[[ Study text open ]]

= Bernard N. Fields =

American physician

Bernard Nathan Fields (March 24, 1938 in Brooklyn, New York – January 31, 1995, West Newton, Massachusetts) was an American microbiologist and virologist. Fields was a member of the National Academy of Sciences.

Fields was the Adele Lehman Professor and chairman of the department of microbiology and molecular genetics of Harvard Medical School, and he was the head of division of infectious diseases at the Brigham and Women's Hospital in Boston. Prior to that, he was on the faculty at the Albert Einstein College of Medicine. He was the editor-in-chief of the journal Virology.

He was the founding senior editor of a textbook first published in 1985 as Virology, that then was renamed eponymously for him as Fields Virology. Its sixth edition was published in 2013. The seventh edition is planned to include four volumes, with volume 1 published in 2020.

[[ Study text closed ]]

§ **Tasks**
A. According to the Bernard N. Fields text, in what year was the sixth edition of Fields Virology published?
B. Rewrite the Bernard N. Fields text between "Bernard Nathan Fields" and "the journal Virology.", inclusive, changing "chairman" to "chair".
C. Go on with the Bernard N. Fields text, picking up after its final sentence.
The saved data entries have no connection to the Bernard N. Fields text.

[[ Dataset open ]]

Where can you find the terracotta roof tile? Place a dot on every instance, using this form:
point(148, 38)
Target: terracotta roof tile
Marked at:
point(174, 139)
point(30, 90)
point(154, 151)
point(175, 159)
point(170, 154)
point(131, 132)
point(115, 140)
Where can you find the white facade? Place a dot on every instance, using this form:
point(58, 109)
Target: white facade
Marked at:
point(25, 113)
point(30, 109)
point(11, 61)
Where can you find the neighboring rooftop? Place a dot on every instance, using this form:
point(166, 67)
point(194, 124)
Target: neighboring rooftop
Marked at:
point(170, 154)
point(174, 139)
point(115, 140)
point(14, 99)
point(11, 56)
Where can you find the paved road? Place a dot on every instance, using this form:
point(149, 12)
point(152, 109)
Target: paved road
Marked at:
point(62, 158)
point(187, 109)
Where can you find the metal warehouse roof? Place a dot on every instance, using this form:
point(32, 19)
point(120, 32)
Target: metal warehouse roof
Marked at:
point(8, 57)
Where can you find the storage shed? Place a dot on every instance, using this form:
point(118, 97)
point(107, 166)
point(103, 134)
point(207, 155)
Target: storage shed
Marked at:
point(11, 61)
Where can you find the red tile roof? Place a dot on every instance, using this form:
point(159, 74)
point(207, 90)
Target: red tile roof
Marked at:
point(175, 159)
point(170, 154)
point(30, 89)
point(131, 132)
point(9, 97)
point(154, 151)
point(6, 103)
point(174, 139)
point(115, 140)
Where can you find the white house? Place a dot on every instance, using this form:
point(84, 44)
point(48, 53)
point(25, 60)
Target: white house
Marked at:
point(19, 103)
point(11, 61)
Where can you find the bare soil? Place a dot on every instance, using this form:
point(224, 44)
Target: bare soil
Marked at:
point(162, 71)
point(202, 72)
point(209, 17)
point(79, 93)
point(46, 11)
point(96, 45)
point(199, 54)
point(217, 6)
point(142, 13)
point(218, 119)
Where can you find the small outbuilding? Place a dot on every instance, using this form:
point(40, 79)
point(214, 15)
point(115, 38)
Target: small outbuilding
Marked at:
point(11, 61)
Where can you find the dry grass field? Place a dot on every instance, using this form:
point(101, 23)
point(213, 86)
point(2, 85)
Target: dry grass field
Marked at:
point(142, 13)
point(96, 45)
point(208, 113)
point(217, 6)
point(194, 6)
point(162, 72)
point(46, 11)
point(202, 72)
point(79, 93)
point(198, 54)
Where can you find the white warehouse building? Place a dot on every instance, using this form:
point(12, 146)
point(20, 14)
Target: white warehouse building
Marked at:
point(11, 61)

[[ Dataset closed ]]

§ **Task results**
A. 2013

B.
Bernard Nathan Fields (March 24, 1938 in Brooklyn, New York – January 31, 1995, West Newton, Massachusetts) was an American microbiologist and virologist. Fields was a member of the National Academy of Sciences.

Fields was the Adele Lehman Professor and chair of the department of microbiology and molecular genetics of Harvard Medical School, and he was the head of division of infectious diseases at the Brigham and Women's Hospital in Boston. Prior to that, he was on the faculty at the Albert Einstein College of Medicine. He was the editor-in-chief of the journal Virology.

C.
While memorializing Field in 1995, Harold Varmus, director of the National Institutes of Health, called Fields "the intellectual leader of the field for more than the last decade". In his obituary, The New York Times said that Fields "is credited with spearheading the current resurgence of research on how viruses cause damage". The National Academies Press called him "a recognized leader in the field of viral pathogenesis" and said Fields will "be remembered for emphasizing the importance of basic research in the area of clinical medicine and in helping to define molecular parameters that affect disease".

Fields died of pancreatic cancer at the age of 56.

== Awards and distinctions ==
- 1962 	Founders' Day Award, New York University School of Medicine
- 1974–1979 Irma T. Hirschl Scholar Award
- 1974 Twelfth Annual Redway Medal (with Cedric Raine)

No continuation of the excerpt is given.